In 2005, with the publication of my book, The Fat Burning Bible (John Wiley & sons), I called for at least 300 minutes of weekly exercise to reduce excess scale weight and body fat. That’s in spite of current recommendations, which states that exercise programs should exceed 225 weekly minutes to induce clinically significant weight loss.
Now, my recommendation has found merit with research –”Exercise for Weight Loss: Further Evaluating Energy Compensation with Exercise” – which appeared in the November 2020 issue of Medicine & Science in Sports & Exercise.
The University of Kentucky study authors suggest that it will take in excess of 300 minute per week of exercise to overcome the approximate 1000 calories per week compensatory response that accompanies exercise.
“The lack of weight loss success with exercise is due to compensatory responses counteracting the negative energy balance created by exercise to maintain homeostasis, thereby alleviating the energy deficit required for weight loss.”
Maintaining energy balance, note the researchers, “can be viewed, as an evolutionarily conserved mechanism in place to retain bodily energy stores and reproductive function, a useful survival strategy in times of famine.”
Several reasons for the post-exercise compensation effect include an increased food intake stimulated by a need to have calories in to exceed calories expended, and hormone regulators – acylated ghrelin, peptide YY, insulin, leptin (after eating or fasting) – that regulate hunger.
Of specific note, are ghrelin – the hunger hormone produced by cells of the gastrointestinal tract – specifically the stomach, which increases food intake (stomach growl) and leptin – a hormone secreted by fat cells and enterocytes in the small intestine that regulate energy balance and inhibits hunger.
It appears that obese individuals can experience leptin resistance – a situation that makes them non-responsive to the fullness effect or satiety after food consumption.
To back up their exercise duration recommendations, the study authors employed a three-arm, randomized, controlled trial among sedentary adults between the ages of 18 to 40 – with a body mass index of 25 (overweight) to 35 (obese) to assess how individuals compensate for energy expended during a 12-wk aerobic exercise intervention – explaining the potential mechanisms and the role exercise dose plays in the compensatory response.
The 44 final study participants (32 women) were assessed, after a medical history, physical, and diet and exercise history, along with other relevant tests – as to their rate of exercise energy expenditure, which was calculated from a graded exercise test averaged across five heart rate (HR) zones – zone 1, 50-59% of heart rate reserve (HRR), zone 2, 60-69%, zone 3, 70-79%, zone 4, 80-89% and zone 5, 90% or greater. The heart rate zones were calculated – based on the Karvonen formula, (220-age) – resting heart rate (RHR) x a high and low zone percent + resting heart rate.

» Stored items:
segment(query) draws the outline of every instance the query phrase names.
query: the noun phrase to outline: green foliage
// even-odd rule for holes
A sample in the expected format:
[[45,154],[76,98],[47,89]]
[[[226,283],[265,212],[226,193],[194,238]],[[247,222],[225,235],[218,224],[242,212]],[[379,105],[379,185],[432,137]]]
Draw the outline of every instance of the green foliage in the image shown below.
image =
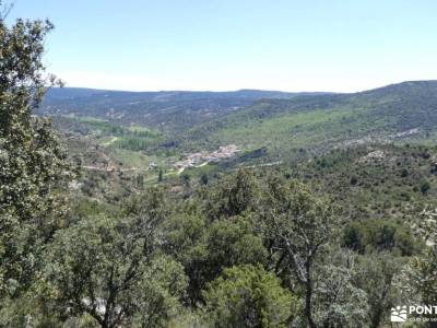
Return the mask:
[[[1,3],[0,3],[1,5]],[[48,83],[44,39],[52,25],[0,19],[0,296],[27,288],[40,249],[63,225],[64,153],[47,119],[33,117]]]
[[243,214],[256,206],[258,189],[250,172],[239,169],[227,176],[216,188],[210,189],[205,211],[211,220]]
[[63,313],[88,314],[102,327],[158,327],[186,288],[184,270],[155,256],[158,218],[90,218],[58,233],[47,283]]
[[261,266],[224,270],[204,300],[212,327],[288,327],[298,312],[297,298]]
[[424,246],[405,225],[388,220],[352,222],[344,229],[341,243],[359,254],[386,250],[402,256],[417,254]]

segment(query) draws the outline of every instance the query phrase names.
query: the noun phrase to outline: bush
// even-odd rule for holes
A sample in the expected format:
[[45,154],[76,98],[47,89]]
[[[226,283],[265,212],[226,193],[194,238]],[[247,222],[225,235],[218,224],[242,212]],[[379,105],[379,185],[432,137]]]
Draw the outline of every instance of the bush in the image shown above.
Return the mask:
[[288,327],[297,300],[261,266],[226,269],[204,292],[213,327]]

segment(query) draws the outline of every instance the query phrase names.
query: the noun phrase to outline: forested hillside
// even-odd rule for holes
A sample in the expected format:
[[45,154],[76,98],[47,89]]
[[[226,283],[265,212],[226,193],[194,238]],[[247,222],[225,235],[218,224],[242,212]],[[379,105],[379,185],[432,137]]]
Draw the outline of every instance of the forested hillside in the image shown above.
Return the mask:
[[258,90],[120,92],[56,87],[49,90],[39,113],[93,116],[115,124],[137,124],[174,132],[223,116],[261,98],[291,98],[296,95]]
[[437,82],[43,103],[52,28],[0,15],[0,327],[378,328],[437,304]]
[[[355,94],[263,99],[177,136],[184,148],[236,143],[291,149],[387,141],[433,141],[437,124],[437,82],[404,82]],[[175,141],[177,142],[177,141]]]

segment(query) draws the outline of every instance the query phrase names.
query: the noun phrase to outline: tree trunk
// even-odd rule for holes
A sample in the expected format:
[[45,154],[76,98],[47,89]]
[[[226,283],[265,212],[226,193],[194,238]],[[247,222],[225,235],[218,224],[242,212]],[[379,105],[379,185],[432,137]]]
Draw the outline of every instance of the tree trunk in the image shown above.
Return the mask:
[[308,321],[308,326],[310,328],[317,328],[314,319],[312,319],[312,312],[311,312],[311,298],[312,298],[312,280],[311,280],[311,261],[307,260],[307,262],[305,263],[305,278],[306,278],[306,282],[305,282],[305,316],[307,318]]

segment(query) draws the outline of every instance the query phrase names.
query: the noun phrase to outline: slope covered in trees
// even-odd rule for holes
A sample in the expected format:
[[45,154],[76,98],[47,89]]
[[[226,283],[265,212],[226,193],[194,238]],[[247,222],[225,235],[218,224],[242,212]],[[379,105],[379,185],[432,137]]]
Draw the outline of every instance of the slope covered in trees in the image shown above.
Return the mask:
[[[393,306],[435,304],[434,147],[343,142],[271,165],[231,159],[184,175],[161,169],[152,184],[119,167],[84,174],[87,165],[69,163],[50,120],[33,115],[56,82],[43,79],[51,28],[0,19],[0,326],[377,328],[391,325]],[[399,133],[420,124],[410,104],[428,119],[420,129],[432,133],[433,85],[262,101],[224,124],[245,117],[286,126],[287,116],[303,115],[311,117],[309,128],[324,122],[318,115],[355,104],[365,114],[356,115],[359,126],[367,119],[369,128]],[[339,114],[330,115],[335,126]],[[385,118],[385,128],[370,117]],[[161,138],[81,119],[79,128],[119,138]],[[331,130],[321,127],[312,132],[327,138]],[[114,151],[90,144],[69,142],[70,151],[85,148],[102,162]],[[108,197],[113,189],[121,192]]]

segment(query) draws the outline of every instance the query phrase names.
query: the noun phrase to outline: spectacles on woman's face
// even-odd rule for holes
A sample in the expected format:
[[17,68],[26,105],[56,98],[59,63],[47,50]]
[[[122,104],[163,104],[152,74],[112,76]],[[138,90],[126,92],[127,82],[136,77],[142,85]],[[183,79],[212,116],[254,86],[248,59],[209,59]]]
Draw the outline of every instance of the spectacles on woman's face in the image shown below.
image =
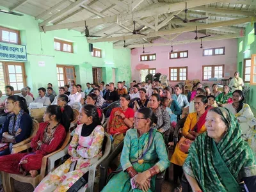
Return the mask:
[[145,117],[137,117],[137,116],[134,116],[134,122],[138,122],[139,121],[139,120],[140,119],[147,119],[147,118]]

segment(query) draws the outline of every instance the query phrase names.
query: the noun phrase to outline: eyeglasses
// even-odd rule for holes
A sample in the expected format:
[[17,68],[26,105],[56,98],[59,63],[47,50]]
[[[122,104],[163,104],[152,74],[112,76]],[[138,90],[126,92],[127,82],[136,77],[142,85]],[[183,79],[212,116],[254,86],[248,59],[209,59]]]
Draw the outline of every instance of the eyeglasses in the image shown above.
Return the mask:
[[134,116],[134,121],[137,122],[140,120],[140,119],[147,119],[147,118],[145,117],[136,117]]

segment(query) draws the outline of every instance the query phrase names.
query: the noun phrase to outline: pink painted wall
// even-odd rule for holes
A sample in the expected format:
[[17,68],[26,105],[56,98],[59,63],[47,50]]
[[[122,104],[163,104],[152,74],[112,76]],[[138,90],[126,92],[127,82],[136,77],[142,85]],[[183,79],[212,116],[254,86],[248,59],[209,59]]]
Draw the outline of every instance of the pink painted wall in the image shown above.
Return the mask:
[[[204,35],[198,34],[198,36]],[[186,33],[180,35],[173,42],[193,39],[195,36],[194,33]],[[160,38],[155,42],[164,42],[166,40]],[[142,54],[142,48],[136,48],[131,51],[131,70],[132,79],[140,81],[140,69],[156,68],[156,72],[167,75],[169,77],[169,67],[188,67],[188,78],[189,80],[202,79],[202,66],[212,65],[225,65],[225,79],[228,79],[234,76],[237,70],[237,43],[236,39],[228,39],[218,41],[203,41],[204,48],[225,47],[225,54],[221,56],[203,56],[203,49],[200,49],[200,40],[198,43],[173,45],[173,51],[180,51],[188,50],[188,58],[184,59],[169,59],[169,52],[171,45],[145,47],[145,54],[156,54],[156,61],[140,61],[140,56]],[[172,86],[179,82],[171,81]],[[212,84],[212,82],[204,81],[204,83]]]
* * *
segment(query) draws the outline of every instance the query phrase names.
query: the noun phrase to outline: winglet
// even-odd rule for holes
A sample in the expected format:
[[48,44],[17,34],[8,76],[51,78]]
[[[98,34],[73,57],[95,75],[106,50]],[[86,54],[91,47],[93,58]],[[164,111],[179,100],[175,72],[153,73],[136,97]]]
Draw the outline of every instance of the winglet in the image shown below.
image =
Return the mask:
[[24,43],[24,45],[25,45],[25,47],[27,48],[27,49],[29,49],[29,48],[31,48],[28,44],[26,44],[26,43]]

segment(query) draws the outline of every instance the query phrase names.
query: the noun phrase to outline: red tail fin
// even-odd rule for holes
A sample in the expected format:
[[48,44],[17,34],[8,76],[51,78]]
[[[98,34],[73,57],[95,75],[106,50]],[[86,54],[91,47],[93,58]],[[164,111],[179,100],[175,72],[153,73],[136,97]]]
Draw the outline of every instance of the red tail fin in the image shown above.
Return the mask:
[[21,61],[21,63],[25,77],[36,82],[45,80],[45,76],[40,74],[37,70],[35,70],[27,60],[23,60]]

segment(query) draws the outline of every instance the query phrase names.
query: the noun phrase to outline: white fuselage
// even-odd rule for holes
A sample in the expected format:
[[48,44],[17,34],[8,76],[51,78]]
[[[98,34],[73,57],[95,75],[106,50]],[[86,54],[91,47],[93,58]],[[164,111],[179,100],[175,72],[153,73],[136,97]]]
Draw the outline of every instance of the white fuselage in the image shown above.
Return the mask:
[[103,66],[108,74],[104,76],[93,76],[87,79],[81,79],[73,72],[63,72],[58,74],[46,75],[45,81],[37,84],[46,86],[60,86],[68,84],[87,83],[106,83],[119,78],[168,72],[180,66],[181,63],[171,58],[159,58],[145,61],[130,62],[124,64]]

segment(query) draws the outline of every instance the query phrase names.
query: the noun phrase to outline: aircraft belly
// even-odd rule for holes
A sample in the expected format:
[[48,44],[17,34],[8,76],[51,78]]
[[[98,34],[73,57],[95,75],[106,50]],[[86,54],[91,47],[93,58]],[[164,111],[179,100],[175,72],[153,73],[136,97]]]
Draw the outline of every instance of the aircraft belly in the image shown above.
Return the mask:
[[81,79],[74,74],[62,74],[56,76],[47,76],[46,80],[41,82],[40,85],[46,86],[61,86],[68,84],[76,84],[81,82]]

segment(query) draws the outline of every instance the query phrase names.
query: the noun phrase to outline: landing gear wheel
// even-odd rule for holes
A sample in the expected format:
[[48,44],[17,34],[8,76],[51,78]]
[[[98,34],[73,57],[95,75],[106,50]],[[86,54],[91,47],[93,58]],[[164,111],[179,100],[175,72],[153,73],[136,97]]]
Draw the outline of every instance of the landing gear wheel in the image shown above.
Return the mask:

» Apply what you read:
a - State whether each statement agrees with the page on exercise and weight loss, answering yes or no and quoting the deciding words of the page. (i) The study appeared in the November 2020 issue of Medicine & Science in Sports & Exercise. (ii) The trial enrolled adults aged 18 to 60. (iii) Leptin is produced by cells of the stomach.
b - Quote the stretch of the page on exercise and weight loss from "In 2005, with" through "Sports & Exercise.".
c - Continue the page on exercise and weight loss from the point where it stops.

» Answers given:
a -
(i) Yes: "which appeared in the November 2020 issue of Medicine & Science in Sports & Exercise"
(ii) No: "sedentary adults between the ages of 18 to 40"
(iii) No: "leptin – a hormone secreted by fat cells and enterocytes in the small intestine"

b -
In 2005, with the publication of my book, The Fat Burning Bible (John Wiley & sons), I called for at least 300 minutes of weekly exercise to reduce excess scale weight and body fat. That’s in spite of current recommendations, which states that exercise programs should exceed 225 weekly minutes to induce clinically significant weight loss.
Now, my recommendation has found merit with research –”Exercise for Weight Loss: Further Evaluating Energy Compensation with Exercise” – which appeared in the November 2020 issue of Medicine & Science in Sports & Exercise.

c -
The energy compensation effect was calculated, as the difference between expected weight loss (based on exercise energy expenditure) and changes in fat and fat-free mass (DXA Scan).
Resting energy expenditure (REE) was assessed via indirect calorimetry, while concentrations of acylated ghrelin, leptin, insulin, and glucagon-like peptide 1 (GLP-1) were assessed fasting and postprandial (six timepoints over 2 hours.)
The exercise program consisted of a control group, who were asked to stay sedentary, while being offered exercise intervention, after the 12-week post-testing period; a 2-day per week exercise group, who performed exercise sessions between 90 to 120 minutes at a self-selected intensity (at minimum in HR zone 1); and a 6-day per week group, who trained between 40 to 60 minutes per session – with the same intensity qualifications, as the 2-day group.
All participants used the Polar A-300 HR monitor and the Polar Flow software, allowing for monitoring and compliance – which had to be 90% to stay in the study over the 12-week intervention.
The study, “demonstrates individuals do not increase their energy compensation with greater doses of exercise. This lack of significant compensation was observed as neither CI (energy compensation proportional to energy expended) or total energy compensated differed between groups. Rather, the greater dose of the 6-day per week group was needed to produce appreciable fat loss with exercise.”
Additionally, “reductions in postprandial (after meal) leptin concentrations influence energy compensation, when controlling for all relevant exercise dose variables. This supports what has only recently been observed in rodents, that reducing leptin concentrations can restore leptin sensitivity in hypothalamic neurons and reduce food intake.”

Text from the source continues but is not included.